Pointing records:
■ ■ ■
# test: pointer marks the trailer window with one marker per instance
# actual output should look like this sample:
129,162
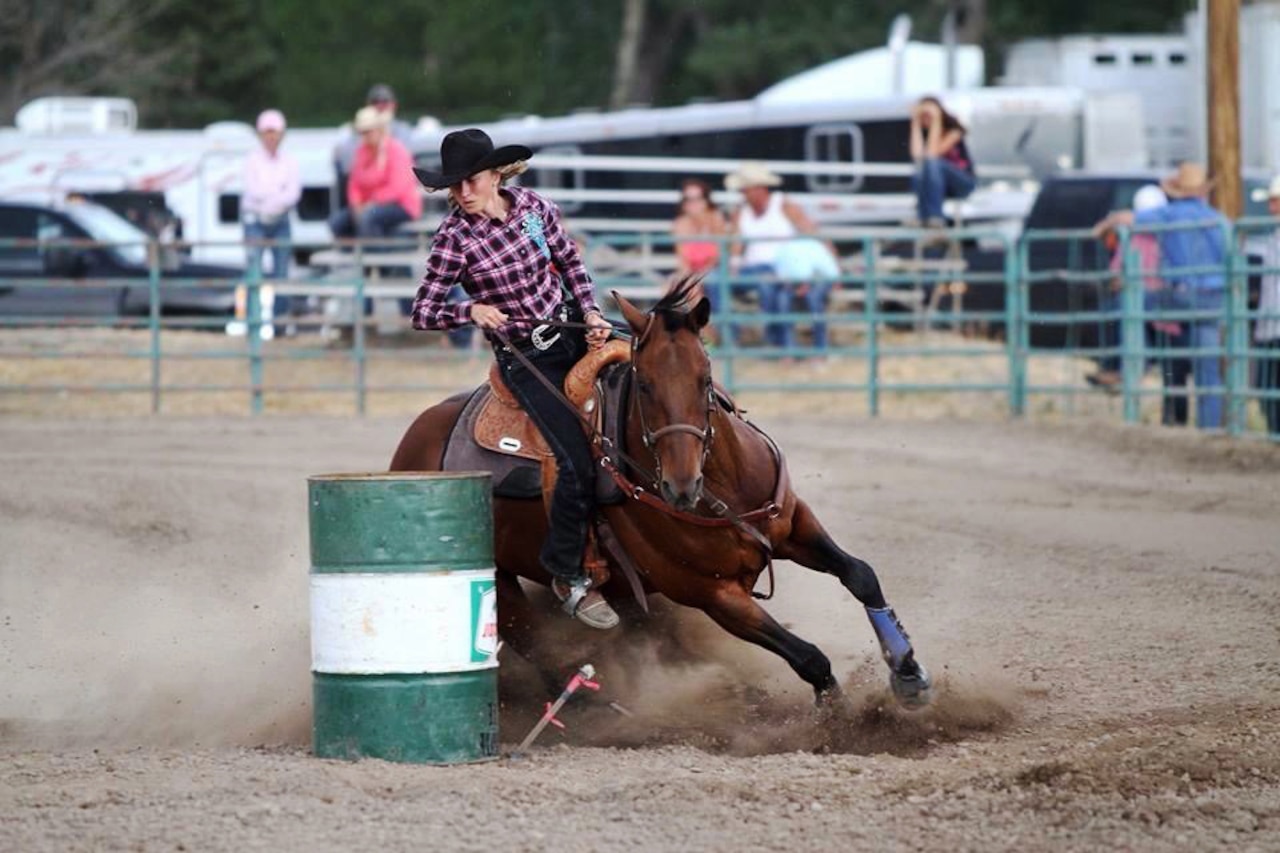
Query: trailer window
228,208
833,144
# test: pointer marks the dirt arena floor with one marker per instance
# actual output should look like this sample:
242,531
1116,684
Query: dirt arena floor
1100,605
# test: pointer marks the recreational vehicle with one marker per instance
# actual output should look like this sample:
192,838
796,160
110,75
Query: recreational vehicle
845,160
176,185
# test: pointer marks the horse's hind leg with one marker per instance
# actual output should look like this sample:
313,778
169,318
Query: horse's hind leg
735,611
517,625
812,546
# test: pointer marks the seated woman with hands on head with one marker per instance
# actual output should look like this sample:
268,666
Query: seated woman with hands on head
508,250
944,168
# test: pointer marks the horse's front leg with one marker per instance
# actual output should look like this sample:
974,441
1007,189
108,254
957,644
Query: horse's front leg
812,546
732,609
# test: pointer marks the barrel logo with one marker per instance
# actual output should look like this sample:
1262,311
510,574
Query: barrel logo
484,620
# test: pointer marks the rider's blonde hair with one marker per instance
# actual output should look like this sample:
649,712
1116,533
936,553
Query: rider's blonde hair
504,174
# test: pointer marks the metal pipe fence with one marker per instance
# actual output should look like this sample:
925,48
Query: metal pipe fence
1028,324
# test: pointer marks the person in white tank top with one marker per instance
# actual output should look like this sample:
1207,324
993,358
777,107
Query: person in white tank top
767,226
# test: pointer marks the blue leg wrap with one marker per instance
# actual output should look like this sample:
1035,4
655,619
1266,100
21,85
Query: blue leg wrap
895,644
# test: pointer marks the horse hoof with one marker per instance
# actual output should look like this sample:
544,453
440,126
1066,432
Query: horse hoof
913,690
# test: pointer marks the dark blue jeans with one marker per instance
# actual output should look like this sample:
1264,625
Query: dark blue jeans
574,497
1269,379
777,297
279,229
935,181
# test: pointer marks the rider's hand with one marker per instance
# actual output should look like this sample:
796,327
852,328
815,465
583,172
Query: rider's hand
599,332
487,316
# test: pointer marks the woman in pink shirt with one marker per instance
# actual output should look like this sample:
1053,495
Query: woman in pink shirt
382,192
269,190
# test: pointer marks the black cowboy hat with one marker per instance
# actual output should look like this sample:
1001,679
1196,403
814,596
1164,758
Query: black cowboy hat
465,153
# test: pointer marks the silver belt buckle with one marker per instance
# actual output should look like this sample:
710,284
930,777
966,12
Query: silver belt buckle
540,342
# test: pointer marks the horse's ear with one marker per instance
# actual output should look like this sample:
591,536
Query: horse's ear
700,315
634,316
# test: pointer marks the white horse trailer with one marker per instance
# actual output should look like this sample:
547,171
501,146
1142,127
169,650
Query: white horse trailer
174,183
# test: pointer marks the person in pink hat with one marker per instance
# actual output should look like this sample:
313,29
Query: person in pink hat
270,188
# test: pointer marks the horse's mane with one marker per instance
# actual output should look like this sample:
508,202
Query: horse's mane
679,301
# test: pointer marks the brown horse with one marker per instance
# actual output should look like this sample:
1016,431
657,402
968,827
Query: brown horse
695,456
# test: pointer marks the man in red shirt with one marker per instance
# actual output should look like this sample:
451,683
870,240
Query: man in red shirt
382,192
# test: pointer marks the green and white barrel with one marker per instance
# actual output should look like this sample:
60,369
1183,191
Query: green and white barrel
403,617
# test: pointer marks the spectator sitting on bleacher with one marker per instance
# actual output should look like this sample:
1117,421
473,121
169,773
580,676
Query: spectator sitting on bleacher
382,192
382,99
944,168
764,223
696,217
270,188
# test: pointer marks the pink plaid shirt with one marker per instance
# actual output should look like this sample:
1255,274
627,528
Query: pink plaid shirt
513,265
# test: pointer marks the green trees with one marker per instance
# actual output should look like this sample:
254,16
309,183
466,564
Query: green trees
192,62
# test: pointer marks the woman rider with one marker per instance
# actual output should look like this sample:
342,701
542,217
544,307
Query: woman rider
507,249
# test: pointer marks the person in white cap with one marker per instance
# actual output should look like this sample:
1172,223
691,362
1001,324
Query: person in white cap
270,188
1193,251
764,224
1266,331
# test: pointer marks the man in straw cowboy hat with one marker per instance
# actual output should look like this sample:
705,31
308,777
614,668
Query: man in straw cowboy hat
507,249
1193,252
766,226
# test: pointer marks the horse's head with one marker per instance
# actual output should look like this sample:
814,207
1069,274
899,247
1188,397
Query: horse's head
672,388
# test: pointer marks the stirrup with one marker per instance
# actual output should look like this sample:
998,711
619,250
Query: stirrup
577,591
584,603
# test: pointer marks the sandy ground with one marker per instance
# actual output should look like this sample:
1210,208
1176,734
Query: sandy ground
1101,606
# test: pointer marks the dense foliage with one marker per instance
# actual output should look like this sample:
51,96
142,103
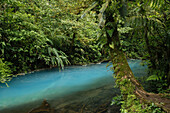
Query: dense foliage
40,33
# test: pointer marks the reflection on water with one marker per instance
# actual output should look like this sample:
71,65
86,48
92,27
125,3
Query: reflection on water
55,86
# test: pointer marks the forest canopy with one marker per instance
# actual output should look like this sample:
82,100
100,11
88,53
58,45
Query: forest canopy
38,34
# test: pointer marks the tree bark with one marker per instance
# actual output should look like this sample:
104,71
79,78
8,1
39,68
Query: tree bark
125,75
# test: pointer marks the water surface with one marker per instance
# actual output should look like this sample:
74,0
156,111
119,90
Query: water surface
52,83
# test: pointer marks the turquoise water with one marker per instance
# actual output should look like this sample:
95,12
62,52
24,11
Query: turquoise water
52,83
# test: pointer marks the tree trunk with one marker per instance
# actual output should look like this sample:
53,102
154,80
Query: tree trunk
125,78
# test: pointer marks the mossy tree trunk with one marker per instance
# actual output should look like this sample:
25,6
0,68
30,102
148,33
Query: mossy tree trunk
129,86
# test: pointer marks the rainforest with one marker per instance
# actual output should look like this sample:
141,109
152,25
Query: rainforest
84,56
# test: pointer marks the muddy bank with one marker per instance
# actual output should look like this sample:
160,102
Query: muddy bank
91,101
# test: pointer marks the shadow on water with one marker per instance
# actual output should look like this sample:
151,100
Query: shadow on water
86,90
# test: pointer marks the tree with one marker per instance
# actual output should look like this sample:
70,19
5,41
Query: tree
111,15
■ ■ ■
**Task directions:** Give every line of the records above as a JSON list of strings, one string per line, leaving out blank lines. Leave the pictures out of the answer.

**Answer to the exercise:**
[
  "# test: pointer marks the trailer window with one marker per instance",
  "# actual output should look like this sample:",
  "129,162",
  "Query: trailer window",
  "228,208",
  "833,144",
  "# test: pointer marks the dirt arena floor with one marker per instance",
  "# actual output should look like this sample:",
  "242,531",
  "1116,684",
  "Query: dirt arena floor",
  "1100,605",
  "# test: pointer marks the recreational vehicle with one marker per instance",
  "# actual output should look like this sample:",
  "192,838",
  "796,160",
  "110,75",
  "Query: recreational vehicle",
  "845,160",
  "176,185",
  "# test: pointer marks the horse's hind leg with one marker per instance",
  "# actual output should look like this sample:",
  "313,778",
  "169,318",
  "Query: horse's hind leg",
  "735,611",
  "517,625",
  "812,546",
  "# test: pointer marks the seated woman with hands on head with one marker per instance",
  "# actual output should look like this sample:",
  "268,666",
  "Query: seated woman with hands on head",
  "508,250",
  "944,168",
  "# test: pointer marks the horse's front leg with one marker per instance",
  "# actual output should look like this sample:",
  "974,441",
  "1007,189",
  "108,254",
  "957,644",
  "Query: horse's front leg",
  "812,546",
  "732,609",
  "# test: pointer marks the barrel logo with one marker per instance",
  "# actual output should look like this sample:",
  "1262,311",
  "510,574",
  "Query: barrel logo",
  "484,620",
  "# test: pointer marks the rider's blonde hair with one marker per instance",
  "# actual output should look like this sample:",
  "649,712",
  "1116,533",
  "936,553",
  "Query: rider's blonde hair",
  "504,174",
  "# test: pointer marks the metal pipe fence with one marker per instance",
  "# actual output should look like this sample:",
  "925,48",
  "Query: metal pipe fence",
  "1028,324",
  "# test: pointer marks the person in white tank top with one marker per instance",
  "# actual output should look like this sample:",
  "1207,324",
  "993,358",
  "777,107",
  "Query: person in white tank top",
  "767,226",
  "# test: pointer marks the blue leg wrap with one marker per instance",
  "# actual output should look like this sample:",
  "1035,4",
  "655,619",
  "1266,100",
  "21,85",
  "Query: blue leg wrap",
  "895,644",
  "# test: pointer marks the horse hoof with one marker per instance",
  "# actual output should look like this sample:",
  "544,453",
  "440,126",
  "1066,432",
  "Query: horse hoof",
  "913,690",
  "# test: pointer marks the dark blue jeans with one marker per instance",
  "# actual output should look like this sample:",
  "1264,625",
  "Query: dark blue jeans",
  "574,497",
  "1269,379",
  "777,297",
  "279,229",
  "935,181",
  "# test: pointer marks the rider's hand with one marker per instance",
  "# actual output should look like this sample:",
  "796,327",
  "852,328",
  "815,465",
  "583,172",
  "Query: rider's hand",
  "599,332",
  "487,316",
  "# test: pointer marks the woman in pink shirt with one marker per instance",
  "# actual output should look like this sample:",
  "1053,495",
  "Query: woman in pink shirt",
  "382,192",
  "269,190",
  "# test: pointer marks the black cowboy hat with one marker per instance",
  "# actual output should look like this sample:",
  "1001,679",
  "1196,403",
  "814,596",
  "1164,758",
  "Query: black cowboy hat",
  "465,153",
  "# test: pointer marks the silver belt buckle with one marker per instance",
  "# actual output should look like this sample:",
  "710,284",
  "930,777",
  "966,12",
  "Query: silver belt buckle",
  "540,342",
  "# test: pointer marks the horse's ear with one marker per instance",
  "# actual output should look like this sample:",
  "591,536",
  "Query: horse's ear",
  "700,315",
  "634,316",
  "# test: pointer marks the white horse trailer with one marker per instance",
  "# actual output should look like this sample:",
  "547,171",
  "501,146",
  "1142,127",
  "169,650",
  "Query: white horse trailer",
  "174,183",
  "# test: pointer marks the person in pink hat with one marker per instance",
  "# actual output should look like this sample:",
  "313,29",
  "Query: person in pink hat",
  "270,188",
  "# test: pointer marks the horse's mane with one marker per instance",
  "# actual output should look like this sample:",
  "508,202",
  "Query: horse's mane",
  "679,301",
  "# test: pointer marks the brown horse with one marker per instance",
  "# actual output should look like this sample:",
  "1016,431",
  "657,402",
  "968,827",
  "Query: brown horse",
  "695,456",
  "# test: pointer marks the man in red shirt with one marker per instance",
  "# actual output should look like this sample:",
  "451,683",
  "870,240",
  "Query: man in red shirt",
  "382,192",
  "# test: pointer marks the green and white barrel with one marker per instance",
  "# actual output should look like this sample:",
  "60,369",
  "1183,191",
  "Query: green and white barrel",
  "403,617",
  "# test: pointer marks the spectator sitting on bleacher with one marker per instance",
  "# actual output should look like this sample:",
  "1117,421",
  "473,121",
  "169,773",
  "580,676",
  "Query: spectator sitting on bleacher",
  "382,192",
  "382,99",
  "944,168",
  "764,223",
  "696,217",
  "270,188",
  "# test: pointer marks the pink plaid shirt with one marker per instance",
  "# actual output should look like this sample:",
  "1255,274",
  "627,528",
  "Query: pink plaid shirt",
  "513,265",
  "# test: pointer marks the green trees with one marker per instance",
  "# actual output should look like this sample:",
  "254,16",
  "309,183",
  "466,564",
  "Query: green trees",
  "192,62",
  "# test: pointer marks the woman rider with one marker per instance",
  "# actual output should look like this sample:",
  "342,701",
  "542,217",
  "544,307",
  "Query: woman rider",
  "507,249",
  "# test: pointer marks the person in white cap with one marker per instance",
  "# actual output should look like this sample:",
  "1172,223",
  "691,362",
  "1001,324",
  "Query: person in white cap",
  "270,188",
  "1193,251",
  "764,224",
  "1266,331",
  "# test: pointer marks the man in straw cowboy hat with one marker per instance",
  "# actual output should look like this sample:",
  "705,31",
  "308,777",
  "614,668",
  "Query: man in straw cowboy hat",
  "507,249",
  "1193,252",
  "766,226",
  "# test: pointer marks the horse's head with one marker per instance",
  "# actual output should look like this sample:",
  "814,207",
  "1069,274",
  "899,247",
  "1188,397",
  "Query: horse's head",
  "672,388",
  "# test: pointer marks the stirrup with one marker per instance",
  "# actual output should look like this sample:",
  "998,711",
  "619,250",
  "Query: stirrup",
  "577,591",
  "584,603",
  "# test: pointer marks the sandy ground with one marker per instance",
  "# actual output should look like this sample:",
  "1210,208",
  "1176,734",
  "Query: sandy ground",
  "1101,606",
  "# test: pointer marks the dense foliage with one marker per instance",
  "# actual output should look like this sample:",
  "51,96",
  "142,103",
  "Query: dense foliage",
  "40,33",
  "# test: pointer marks the reflection on water with one marker per instance",
  "# actual output should look like this sample:",
  "71,65",
  "86,48",
  "92,27",
  "125,3",
  "Query: reflection on water",
  "55,86",
  "# test: pointer marks the forest canopy with one marker per instance",
  "# actual output should look like this sample:",
  "82,100",
  "100,11",
  "88,53",
  "58,45",
  "Query: forest canopy",
  "38,34",
  "# test: pointer marks the tree bark with one marker per instance",
  "# actual output should look like this sample:",
  "104,71",
  "79,78",
  "8,1",
  "39,68",
  "Query: tree bark",
  "125,75",
  "# test: pointer marks the water surface with one marker per instance",
  "# actual output should look like this sample:",
  "74,0",
  "156,111",
  "119,90",
  "Query: water surface",
  "52,83",
  "# test: pointer marks the turquoise water with one marker per instance",
  "# actual output should look like this sample:",
  "95,12",
  "62,52",
  "24,11",
  "Query: turquoise water",
  "52,83",
  "# test: pointer marks the tree trunk with one marker per instance",
  "# actual output should look like this sample:",
  "53,102",
  "154,80",
  "Query: tree trunk",
  "125,78",
  "# test: pointer marks the mossy tree trunk with one marker per instance",
  "# actual output should look like this sample:",
  "25,6",
  "0,68",
  "30,102",
  "148,33",
  "Query: mossy tree trunk",
  "129,86",
  "# test: pointer marks the rainforest with one marker per instance",
  "# actual output should look like this sample:",
  "141,109",
  "152,25",
  "Query: rainforest",
  "84,56",
  "# test: pointer marks the muddy bank with one marker per instance",
  "# actual output should look like this sample:",
  "160,102",
  "Query: muddy bank",
  "91,101",
  "# test: pointer marks the shadow on water with one marker per instance",
  "# actual output should look like this sample:",
  "151,100",
  "Query: shadow on water",
  "86,90",
  "# test: pointer marks the tree with one marker per instance",
  "# actual output should look like this sample:",
  "70,19",
  "5,41",
  "Query: tree",
  "111,15"
]